EXTRAIT DU DOCUMENT →
☆ ☆ ☆ ☆
Si donc on veut que Jupiter soit dieu, bien plus qu’il soit le roi des dieux, il faut nécessairement qu’il soit le monde, afin de pouvoir régner sur les autres dieux, c’est-à-dire sur ses propres parties. Voilà sans doute en quel sens Varron, dans cet autre ouvrage qu’il a composé sur le culte des dieux, rapporte les deux vers suivants de Valérius Soranus[1] :

« Jupiter tout-puissant, père et mère des rois, des choses et des dieux, dieu unique, embrassant tous les dieux ».

Varron explique en son traité que le mâle est ici le principe qui répand la semence, et la femelle celui qui la reçoit ; or, Jupiter étant le monde, toute semence vient de lui et rentre en lui : « C’est pourquoi, ajoute Varron, Soranus appelle Jupiter père et mère, et fait de lui tout ensemble l’unité et le tout ; car le monde est un et cet un comprend tout[2] ».
CHAPITRE X.
S’IL ÉTAIT RAISONNABLE DE DISTINGUER JANUS DE JUPITER.
☆ ☆ ☆ ☆
TRAVAIL DEMANDÉ → Recopiez, dans l'extrait sur Jupiter, le passage qui s'ouvre sur les mots « Varron explique en » et se clôt sur « CHAPITRE X. ». Les lignes de données n'ont aucun rôle dans ce travail.

DONNÉES BRUTES →
☆ ☆ ☆ ☆
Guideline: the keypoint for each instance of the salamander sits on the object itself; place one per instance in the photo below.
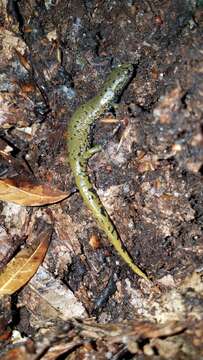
(80, 150)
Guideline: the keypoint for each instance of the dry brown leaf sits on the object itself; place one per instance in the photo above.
(29, 194)
(24, 265)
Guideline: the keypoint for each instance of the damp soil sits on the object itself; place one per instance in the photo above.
(149, 174)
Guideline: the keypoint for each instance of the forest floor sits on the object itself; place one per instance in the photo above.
(84, 302)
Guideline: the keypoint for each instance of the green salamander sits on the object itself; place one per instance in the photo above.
(80, 151)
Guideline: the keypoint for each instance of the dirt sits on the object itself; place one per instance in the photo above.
(149, 173)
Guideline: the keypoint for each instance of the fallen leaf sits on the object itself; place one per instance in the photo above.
(24, 265)
(46, 297)
(29, 194)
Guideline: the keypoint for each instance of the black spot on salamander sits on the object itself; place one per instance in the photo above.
(91, 189)
(103, 211)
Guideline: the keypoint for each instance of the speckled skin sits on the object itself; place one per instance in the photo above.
(80, 151)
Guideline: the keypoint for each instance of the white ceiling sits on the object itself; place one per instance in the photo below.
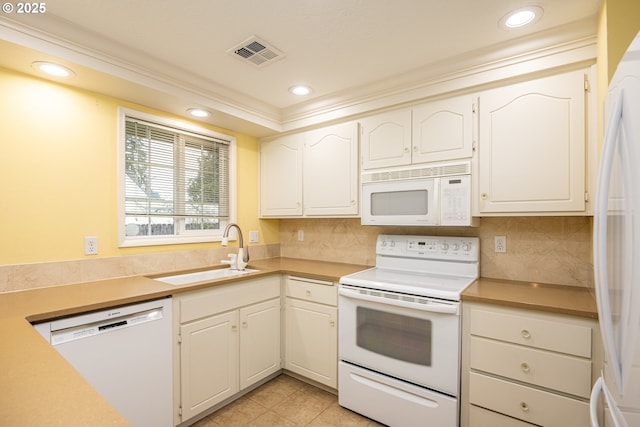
(172, 54)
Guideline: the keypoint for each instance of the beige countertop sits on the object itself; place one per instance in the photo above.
(39, 388)
(573, 300)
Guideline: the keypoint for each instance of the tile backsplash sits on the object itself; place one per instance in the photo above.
(539, 249)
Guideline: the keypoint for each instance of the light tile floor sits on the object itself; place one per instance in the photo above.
(285, 402)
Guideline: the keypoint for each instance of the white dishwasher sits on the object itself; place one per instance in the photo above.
(125, 353)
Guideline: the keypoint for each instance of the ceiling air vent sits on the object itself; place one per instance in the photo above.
(256, 51)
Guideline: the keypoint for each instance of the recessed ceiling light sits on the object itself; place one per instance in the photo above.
(300, 90)
(198, 112)
(52, 69)
(521, 17)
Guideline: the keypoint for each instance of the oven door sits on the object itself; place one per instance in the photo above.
(402, 202)
(416, 339)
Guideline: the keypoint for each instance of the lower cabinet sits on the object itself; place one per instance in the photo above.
(228, 339)
(311, 343)
(524, 367)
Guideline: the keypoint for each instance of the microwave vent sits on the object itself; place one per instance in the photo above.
(434, 171)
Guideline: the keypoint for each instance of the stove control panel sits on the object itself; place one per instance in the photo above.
(429, 247)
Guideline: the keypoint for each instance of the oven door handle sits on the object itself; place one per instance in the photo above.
(431, 306)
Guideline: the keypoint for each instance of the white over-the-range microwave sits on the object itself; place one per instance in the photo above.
(427, 195)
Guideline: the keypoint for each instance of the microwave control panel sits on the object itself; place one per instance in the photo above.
(429, 247)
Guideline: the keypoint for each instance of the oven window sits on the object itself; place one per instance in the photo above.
(411, 202)
(400, 337)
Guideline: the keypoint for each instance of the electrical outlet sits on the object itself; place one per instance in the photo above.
(500, 244)
(91, 246)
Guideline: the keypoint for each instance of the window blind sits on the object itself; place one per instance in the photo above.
(176, 181)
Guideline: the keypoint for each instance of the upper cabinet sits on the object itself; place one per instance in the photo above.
(330, 175)
(386, 139)
(432, 132)
(532, 146)
(281, 176)
(311, 174)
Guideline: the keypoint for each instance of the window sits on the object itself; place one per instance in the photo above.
(177, 183)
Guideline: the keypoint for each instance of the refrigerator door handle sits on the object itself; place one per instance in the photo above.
(600, 241)
(593, 402)
(601, 387)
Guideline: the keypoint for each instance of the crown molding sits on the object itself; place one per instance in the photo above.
(570, 46)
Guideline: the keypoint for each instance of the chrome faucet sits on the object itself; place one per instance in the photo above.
(240, 261)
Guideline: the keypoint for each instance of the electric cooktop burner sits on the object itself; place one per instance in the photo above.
(430, 266)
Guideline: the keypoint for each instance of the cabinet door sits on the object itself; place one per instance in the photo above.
(259, 341)
(386, 139)
(208, 362)
(331, 171)
(442, 130)
(281, 176)
(312, 341)
(532, 146)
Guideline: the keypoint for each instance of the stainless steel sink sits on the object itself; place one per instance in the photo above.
(201, 276)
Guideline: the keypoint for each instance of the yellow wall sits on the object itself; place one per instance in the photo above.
(58, 173)
(623, 23)
(618, 24)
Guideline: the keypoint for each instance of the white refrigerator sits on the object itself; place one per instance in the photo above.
(616, 250)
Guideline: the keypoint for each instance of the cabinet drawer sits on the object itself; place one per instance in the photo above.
(202, 303)
(320, 291)
(480, 417)
(527, 404)
(535, 331)
(556, 371)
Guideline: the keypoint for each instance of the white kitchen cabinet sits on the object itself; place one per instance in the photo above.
(443, 130)
(312, 174)
(523, 367)
(311, 342)
(259, 341)
(281, 176)
(228, 337)
(208, 362)
(386, 139)
(532, 146)
(432, 132)
(330, 183)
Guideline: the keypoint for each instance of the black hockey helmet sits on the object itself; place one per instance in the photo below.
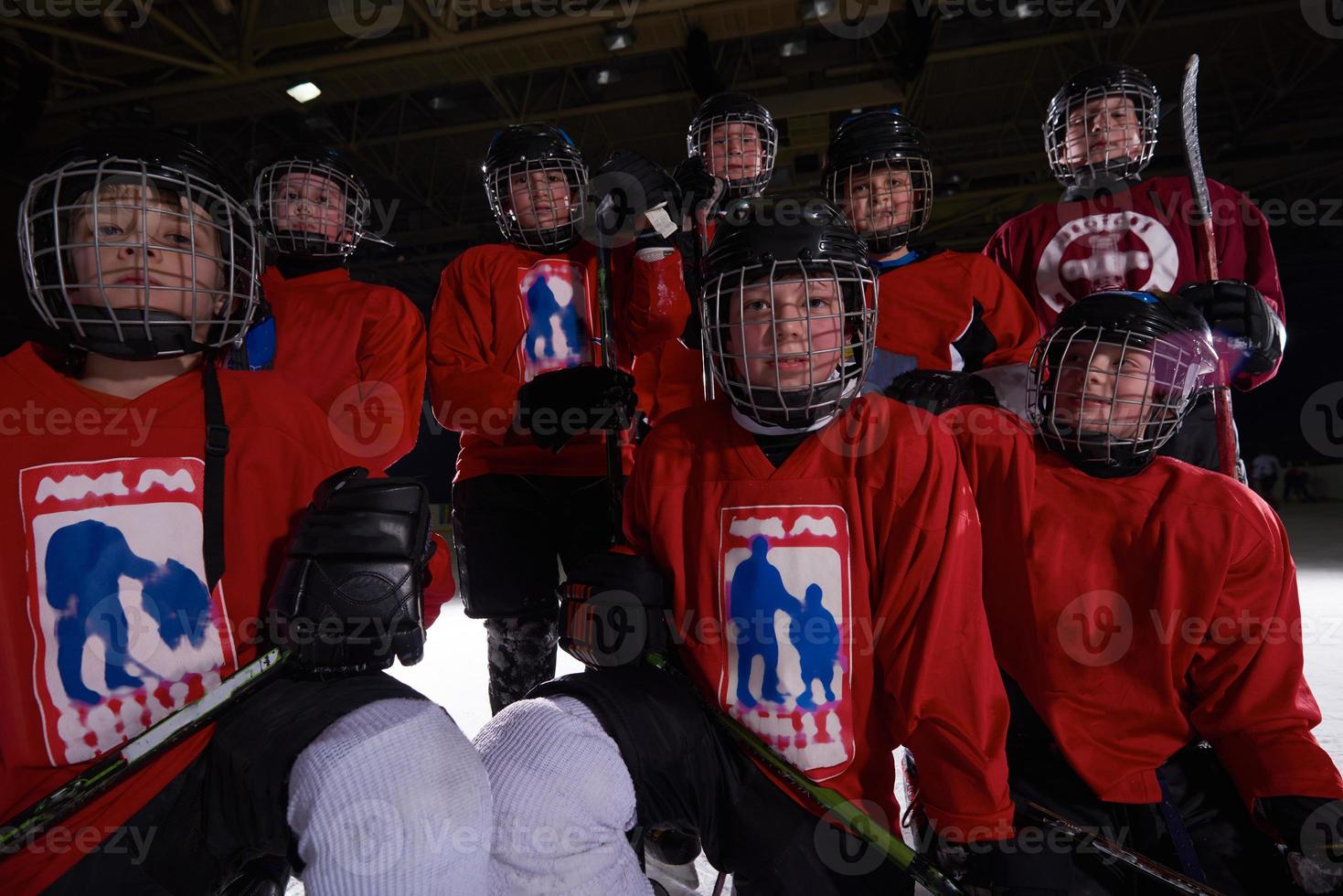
(520, 151)
(191, 274)
(1116, 374)
(869, 145)
(758, 248)
(1124, 139)
(297, 211)
(728, 109)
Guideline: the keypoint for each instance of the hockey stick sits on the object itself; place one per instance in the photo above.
(1206, 243)
(612, 438)
(83, 787)
(850, 816)
(1173, 879)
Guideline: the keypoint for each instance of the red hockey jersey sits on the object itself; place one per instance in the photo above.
(358, 351)
(953, 312)
(832, 604)
(1142, 613)
(504, 315)
(1137, 240)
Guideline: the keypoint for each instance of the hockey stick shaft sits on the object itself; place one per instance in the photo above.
(1206, 242)
(850, 816)
(1154, 869)
(86, 786)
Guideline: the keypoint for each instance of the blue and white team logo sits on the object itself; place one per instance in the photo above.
(123, 626)
(558, 320)
(786, 594)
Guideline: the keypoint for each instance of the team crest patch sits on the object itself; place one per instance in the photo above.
(558, 328)
(123, 626)
(784, 589)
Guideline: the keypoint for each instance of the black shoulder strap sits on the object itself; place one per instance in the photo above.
(217, 446)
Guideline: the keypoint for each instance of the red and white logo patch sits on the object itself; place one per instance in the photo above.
(123, 624)
(784, 590)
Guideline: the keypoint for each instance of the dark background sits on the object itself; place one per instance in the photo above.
(415, 106)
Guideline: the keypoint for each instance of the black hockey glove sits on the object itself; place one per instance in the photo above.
(559, 404)
(1312, 829)
(613, 610)
(1248, 334)
(938, 391)
(349, 595)
(639, 188)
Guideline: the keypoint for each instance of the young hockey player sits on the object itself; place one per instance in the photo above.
(1113, 229)
(152, 496)
(942, 311)
(513, 340)
(357, 348)
(730, 140)
(819, 563)
(1145, 614)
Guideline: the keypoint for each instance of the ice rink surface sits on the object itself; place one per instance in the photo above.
(453, 670)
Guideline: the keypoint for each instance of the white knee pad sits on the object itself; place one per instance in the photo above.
(563, 801)
(391, 799)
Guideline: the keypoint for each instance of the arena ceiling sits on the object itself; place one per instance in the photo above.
(412, 89)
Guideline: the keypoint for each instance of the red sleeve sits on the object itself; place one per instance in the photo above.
(1245, 252)
(391, 351)
(1251, 699)
(1007, 315)
(939, 676)
(465, 380)
(656, 305)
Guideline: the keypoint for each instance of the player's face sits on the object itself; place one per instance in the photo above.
(879, 199)
(309, 203)
(152, 252)
(540, 197)
(1104, 129)
(775, 348)
(1105, 389)
(735, 151)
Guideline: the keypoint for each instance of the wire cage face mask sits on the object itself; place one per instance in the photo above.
(139, 260)
(790, 341)
(888, 200)
(312, 208)
(1103, 133)
(1108, 397)
(743, 143)
(552, 192)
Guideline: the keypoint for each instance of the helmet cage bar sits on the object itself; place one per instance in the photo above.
(48, 248)
(698, 142)
(1116, 163)
(1131, 429)
(918, 175)
(312, 243)
(822, 394)
(498, 187)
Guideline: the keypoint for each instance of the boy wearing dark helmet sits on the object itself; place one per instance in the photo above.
(819, 555)
(140, 559)
(943, 311)
(513, 346)
(357, 348)
(1143, 614)
(1114, 229)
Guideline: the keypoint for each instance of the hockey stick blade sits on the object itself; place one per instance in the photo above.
(39, 817)
(1173, 879)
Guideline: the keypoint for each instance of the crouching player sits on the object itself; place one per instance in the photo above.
(152, 493)
(1146, 618)
(821, 569)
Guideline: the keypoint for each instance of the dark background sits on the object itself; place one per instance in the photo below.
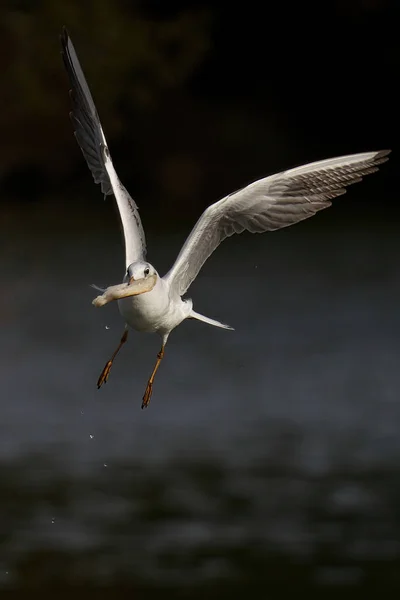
(268, 459)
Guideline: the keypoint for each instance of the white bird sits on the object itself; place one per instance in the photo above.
(265, 205)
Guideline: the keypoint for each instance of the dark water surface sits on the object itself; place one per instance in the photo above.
(268, 455)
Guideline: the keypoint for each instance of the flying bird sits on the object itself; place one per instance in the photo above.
(152, 303)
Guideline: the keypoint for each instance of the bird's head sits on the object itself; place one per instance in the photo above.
(139, 270)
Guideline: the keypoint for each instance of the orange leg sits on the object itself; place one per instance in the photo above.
(106, 371)
(149, 388)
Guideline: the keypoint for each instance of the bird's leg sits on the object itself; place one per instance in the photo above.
(106, 371)
(149, 388)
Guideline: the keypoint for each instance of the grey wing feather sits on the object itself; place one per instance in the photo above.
(269, 204)
(91, 139)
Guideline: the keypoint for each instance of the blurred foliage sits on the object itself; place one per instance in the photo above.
(125, 54)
☆ ☆ ☆ ☆
RÉPONSE ATTENDUE →
Varron explique en son traité que le mâle est ici le principe qui répand la semence, et la femelle celui qui la reçoit ; or, Jupiter étant le monde, toute semence vient de lui et rentre en lui : « C’est pourquoi, ajoute Varron, Soranus appelle Jupiter père et mère, et fait de lui tout ensemble l’unité et le tout ; car le monde est un et cet un comprend tout[2] ».
CHAPITRE X.